══ STUDY TEXT
Food sovereignty and food justice are at the forefront of our efforts to help heal and to rebuild the sense of community that has almost all but vanished from mainstream life in America, especially in indigenous and people of color communities. In 2019 the Munsee Three Sisters Medicinal Farm was founded. The farm was created with the intent to be able to realize food sovereignty in our Turtle Clan community who for the last 56 years has lived and still does in a toxic federal superfund site known now as the Ringwood Mines “Community” Superfund Site.

Our goals are to provide clean healthy traditionally grown food that we then would distribute throughout our community at no cost to them.  We also looked at this as a means to create funding to bring justice to our people in the form of holding those accountable for their actions, as well as their inactions. The Turtle Clan has endured untold deaths from cancers, and live with a plethora of health ailments as well as loss of culture due to the lack of clean land in which to farm, hunt, fish, and gather upon.
════
══ INFORMATION SHOWN
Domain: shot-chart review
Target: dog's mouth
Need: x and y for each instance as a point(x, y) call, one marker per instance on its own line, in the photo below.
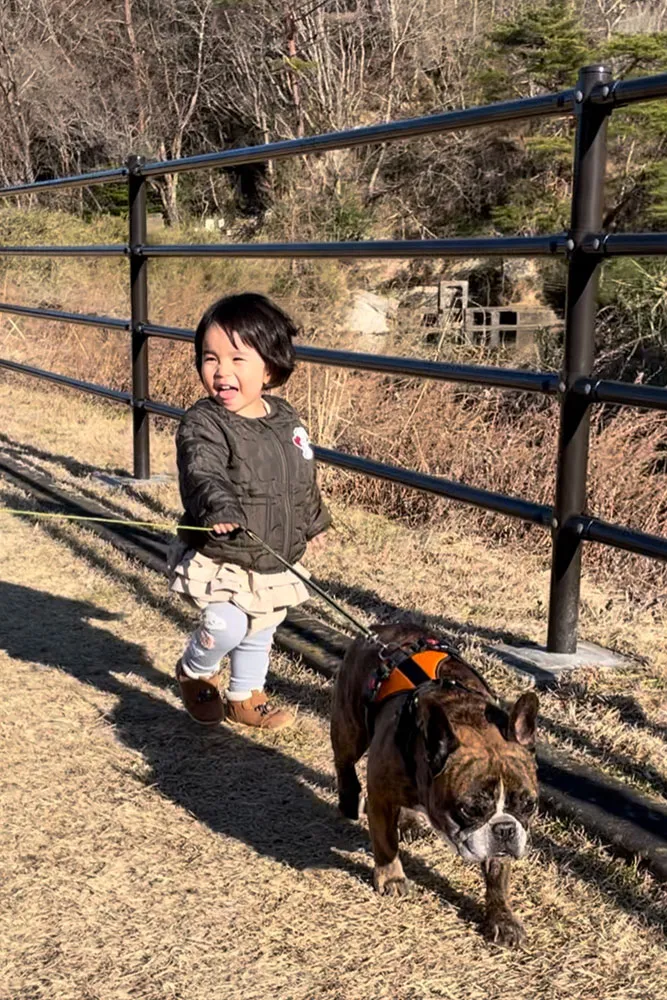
point(485, 841)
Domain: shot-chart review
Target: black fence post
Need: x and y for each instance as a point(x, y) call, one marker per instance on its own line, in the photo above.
point(139, 305)
point(582, 288)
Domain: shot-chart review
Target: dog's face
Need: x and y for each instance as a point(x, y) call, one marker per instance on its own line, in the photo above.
point(480, 775)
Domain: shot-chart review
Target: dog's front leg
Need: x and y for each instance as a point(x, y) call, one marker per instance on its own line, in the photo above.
point(500, 924)
point(388, 876)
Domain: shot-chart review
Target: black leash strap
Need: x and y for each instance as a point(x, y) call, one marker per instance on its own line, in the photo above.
point(314, 587)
════
▶ **INSTRUCTIONS FOR THE TASK**
Please continue the text on the Munsee Three Sisters Medicinal Farm and Turtle Clan food sovereignty, picking up after its final sentence.

▶ **TASK ANSWER**
This has led us to create a 501(c)(3) non-profit called The Ramapough Culture and Land Foundation, which through a partnership with Munsee Three Sisters Medicinal Farm could take on multiple challenges at the same time, from food sovereignty to the creation of jobs for the community to healing of the spirit and the physical through medicinal foods and rebuilding of our culture and traditional ways. This then led us to reach out to and to partner with land conservancies to protect our ceremonial stone landscapes, burial grounds, village sites, and to also eventually acquire these sacred lands to hunt clean deer, and forage for wild edibles as well as medicinal plants. All of these things also led us to realize that food justice for underprivileged communities should also be a high priority for us as we understand that most if not all of these community’s are people of color, including indigenous people. 

We also are fighting to protect the waters of the Wanaque Reservoir from the toxic waste disposed on and in our community allowed by the municipality of Ringwood NJ, to the permitting of dumping the industrial waste by the State of New Jersey. This reservoir delivers sacred water to 4 to 6 million people a day. We are also lifting those people up by promoting food justice as well as our inherent responsibility as the original inhabitants of this land.